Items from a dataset
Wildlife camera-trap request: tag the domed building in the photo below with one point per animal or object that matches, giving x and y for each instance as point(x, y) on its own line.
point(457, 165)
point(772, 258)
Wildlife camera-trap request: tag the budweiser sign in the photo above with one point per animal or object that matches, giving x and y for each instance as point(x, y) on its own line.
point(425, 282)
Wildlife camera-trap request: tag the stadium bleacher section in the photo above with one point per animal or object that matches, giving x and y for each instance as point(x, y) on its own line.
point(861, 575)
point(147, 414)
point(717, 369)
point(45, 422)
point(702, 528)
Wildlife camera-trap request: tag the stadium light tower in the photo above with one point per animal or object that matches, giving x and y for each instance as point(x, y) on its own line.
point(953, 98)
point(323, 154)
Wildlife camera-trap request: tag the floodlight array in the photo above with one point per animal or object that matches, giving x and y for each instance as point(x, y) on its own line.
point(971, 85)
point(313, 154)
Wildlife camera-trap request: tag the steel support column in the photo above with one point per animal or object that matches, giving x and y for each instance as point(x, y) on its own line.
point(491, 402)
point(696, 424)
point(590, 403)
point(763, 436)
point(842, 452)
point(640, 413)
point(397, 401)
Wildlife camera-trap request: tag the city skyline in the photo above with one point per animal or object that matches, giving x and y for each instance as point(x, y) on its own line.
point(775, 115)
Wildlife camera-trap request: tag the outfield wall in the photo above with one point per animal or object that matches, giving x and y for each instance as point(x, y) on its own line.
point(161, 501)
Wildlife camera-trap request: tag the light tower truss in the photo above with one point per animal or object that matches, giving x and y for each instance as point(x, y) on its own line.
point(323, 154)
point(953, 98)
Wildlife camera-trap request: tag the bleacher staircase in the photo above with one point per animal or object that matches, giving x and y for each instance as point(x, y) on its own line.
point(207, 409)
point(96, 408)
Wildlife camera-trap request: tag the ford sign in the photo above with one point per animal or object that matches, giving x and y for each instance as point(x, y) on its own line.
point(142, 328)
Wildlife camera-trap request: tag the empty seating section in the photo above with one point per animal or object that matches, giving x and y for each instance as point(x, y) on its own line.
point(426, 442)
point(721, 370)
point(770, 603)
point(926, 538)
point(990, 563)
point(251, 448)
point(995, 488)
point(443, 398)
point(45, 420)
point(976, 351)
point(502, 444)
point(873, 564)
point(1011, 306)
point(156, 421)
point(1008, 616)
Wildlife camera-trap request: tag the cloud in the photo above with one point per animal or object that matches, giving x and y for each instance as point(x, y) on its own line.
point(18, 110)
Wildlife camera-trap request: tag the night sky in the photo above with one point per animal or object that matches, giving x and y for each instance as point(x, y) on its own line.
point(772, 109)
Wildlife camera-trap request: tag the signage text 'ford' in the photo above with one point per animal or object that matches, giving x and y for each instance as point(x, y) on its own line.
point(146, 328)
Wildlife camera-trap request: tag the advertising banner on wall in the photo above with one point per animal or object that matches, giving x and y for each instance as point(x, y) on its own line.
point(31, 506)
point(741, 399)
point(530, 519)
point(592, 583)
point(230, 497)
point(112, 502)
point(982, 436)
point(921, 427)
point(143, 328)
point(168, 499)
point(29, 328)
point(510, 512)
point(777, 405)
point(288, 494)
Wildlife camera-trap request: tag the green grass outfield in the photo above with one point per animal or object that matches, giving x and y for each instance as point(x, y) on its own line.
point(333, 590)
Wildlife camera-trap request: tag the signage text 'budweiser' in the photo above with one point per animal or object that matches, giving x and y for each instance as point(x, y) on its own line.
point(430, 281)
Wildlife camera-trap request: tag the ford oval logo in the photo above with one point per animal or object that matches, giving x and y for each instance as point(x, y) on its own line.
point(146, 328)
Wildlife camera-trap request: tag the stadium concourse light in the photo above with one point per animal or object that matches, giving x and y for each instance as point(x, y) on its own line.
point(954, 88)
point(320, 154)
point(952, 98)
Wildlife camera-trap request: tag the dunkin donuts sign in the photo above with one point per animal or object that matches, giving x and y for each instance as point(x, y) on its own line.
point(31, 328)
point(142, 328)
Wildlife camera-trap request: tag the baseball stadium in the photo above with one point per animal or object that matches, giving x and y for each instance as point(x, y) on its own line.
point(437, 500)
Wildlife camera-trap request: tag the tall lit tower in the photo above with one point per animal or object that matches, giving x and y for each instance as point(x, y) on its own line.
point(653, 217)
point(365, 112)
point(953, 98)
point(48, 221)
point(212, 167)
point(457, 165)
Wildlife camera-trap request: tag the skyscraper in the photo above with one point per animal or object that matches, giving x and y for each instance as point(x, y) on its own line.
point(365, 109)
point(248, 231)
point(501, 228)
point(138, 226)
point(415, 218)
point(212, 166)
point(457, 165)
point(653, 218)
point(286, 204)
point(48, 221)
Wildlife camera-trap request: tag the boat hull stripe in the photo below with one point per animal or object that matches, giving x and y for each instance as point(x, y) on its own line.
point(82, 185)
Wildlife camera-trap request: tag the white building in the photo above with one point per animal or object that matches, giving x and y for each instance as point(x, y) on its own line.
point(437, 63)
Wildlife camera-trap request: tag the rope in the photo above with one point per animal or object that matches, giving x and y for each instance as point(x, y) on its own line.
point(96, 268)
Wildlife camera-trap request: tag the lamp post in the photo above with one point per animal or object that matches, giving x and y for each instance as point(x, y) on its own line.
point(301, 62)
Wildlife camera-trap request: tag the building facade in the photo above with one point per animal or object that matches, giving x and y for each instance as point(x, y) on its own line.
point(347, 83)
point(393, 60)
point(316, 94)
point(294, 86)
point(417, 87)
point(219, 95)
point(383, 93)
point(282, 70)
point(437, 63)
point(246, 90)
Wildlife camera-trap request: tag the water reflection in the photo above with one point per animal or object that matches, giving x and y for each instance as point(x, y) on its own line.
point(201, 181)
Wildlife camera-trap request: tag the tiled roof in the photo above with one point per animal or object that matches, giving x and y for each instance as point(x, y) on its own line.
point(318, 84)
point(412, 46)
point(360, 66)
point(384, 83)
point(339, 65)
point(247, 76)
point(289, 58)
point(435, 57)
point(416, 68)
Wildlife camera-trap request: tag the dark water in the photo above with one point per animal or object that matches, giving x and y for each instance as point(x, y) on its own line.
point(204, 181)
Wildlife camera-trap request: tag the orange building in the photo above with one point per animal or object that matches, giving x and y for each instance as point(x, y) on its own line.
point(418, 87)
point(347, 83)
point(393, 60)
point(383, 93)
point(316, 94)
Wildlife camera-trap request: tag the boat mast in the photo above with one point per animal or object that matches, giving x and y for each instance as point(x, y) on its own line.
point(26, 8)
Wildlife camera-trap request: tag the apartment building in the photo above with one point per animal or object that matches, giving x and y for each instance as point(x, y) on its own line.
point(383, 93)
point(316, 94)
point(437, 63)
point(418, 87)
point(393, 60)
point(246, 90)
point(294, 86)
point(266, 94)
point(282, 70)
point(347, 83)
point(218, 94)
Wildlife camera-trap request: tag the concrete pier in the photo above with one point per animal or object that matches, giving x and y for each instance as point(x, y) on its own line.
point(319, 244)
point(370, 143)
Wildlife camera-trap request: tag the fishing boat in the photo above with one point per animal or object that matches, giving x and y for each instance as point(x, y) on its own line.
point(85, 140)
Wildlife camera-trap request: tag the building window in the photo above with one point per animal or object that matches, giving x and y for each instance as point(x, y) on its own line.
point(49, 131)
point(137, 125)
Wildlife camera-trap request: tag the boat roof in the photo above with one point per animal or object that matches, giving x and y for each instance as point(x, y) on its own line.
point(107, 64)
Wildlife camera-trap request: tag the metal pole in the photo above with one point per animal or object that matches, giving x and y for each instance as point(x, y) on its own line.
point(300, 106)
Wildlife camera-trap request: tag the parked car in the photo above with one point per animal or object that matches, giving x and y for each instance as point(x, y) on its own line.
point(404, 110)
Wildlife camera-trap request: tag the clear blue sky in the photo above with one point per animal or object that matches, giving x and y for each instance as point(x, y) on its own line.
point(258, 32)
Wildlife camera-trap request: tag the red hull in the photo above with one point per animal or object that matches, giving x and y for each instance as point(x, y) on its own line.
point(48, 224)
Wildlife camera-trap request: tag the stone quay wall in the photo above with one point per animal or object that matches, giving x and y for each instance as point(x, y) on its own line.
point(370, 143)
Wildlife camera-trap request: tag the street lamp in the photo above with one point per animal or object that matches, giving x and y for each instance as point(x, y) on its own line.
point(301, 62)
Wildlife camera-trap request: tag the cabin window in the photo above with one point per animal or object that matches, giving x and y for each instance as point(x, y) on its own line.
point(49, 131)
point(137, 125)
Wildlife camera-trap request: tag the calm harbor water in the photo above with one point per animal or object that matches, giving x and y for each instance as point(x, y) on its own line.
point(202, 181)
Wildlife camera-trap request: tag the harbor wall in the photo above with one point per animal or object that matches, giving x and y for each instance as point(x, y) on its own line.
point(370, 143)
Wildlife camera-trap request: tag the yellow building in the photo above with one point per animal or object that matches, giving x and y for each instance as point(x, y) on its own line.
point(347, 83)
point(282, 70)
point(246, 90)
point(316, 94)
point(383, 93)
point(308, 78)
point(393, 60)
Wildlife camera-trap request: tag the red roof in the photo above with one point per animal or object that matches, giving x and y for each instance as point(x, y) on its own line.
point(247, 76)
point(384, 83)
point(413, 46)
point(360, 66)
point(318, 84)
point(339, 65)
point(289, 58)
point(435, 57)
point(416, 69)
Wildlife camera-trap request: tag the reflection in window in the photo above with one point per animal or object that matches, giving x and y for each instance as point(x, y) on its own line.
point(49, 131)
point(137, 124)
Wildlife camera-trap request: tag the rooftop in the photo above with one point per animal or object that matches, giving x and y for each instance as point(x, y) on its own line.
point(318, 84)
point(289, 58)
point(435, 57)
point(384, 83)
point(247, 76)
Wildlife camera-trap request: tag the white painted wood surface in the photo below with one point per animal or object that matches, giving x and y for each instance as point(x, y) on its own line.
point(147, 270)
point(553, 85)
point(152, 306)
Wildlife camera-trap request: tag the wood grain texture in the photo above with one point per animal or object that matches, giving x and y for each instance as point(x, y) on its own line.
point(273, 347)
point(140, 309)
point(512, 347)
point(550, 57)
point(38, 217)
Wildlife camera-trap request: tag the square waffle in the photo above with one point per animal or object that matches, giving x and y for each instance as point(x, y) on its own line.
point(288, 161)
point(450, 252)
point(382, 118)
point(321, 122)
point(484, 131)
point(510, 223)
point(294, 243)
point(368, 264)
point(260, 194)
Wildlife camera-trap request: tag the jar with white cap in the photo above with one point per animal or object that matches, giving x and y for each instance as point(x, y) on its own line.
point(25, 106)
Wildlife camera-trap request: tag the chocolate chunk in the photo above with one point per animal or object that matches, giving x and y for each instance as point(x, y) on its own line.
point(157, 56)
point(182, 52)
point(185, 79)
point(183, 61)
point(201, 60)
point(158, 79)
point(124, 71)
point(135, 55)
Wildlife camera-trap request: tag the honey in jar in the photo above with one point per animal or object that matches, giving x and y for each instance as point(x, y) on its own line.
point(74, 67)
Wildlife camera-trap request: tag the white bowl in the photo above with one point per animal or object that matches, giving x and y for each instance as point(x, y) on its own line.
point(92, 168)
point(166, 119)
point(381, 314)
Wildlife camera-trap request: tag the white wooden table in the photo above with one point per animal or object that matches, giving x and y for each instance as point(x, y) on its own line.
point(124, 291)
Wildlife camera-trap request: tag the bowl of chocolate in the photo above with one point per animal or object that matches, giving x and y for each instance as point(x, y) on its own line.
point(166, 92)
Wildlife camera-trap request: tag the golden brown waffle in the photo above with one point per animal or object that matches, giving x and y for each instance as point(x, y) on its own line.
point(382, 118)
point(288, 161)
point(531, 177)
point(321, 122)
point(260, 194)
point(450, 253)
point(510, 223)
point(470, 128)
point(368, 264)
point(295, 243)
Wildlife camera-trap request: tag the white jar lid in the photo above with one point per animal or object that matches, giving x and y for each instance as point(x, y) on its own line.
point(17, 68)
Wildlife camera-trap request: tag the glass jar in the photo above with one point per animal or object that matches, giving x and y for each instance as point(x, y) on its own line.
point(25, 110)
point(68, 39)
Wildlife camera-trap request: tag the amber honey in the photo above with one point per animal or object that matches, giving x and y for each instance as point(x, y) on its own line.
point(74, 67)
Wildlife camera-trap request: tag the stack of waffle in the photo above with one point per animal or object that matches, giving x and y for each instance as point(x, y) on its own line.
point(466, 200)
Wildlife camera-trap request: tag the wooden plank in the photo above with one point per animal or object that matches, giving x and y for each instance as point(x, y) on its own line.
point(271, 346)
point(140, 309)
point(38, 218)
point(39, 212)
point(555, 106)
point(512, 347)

-- Work instruction --
Could you print the lines above, exactly as written, from the line containing "Wildlife camera-trap request: tag the wooden" through the final one?

-- Output for this exercise --
Wildlife camera-trap request: tag the wooden plank in the photo above with one point per animal or object that matches, giving x and y for each instance as point(x, y) on its own line.
point(271, 346)
point(140, 309)
point(38, 218)
point(39, 212)
point(555, 106)
point(512, 347)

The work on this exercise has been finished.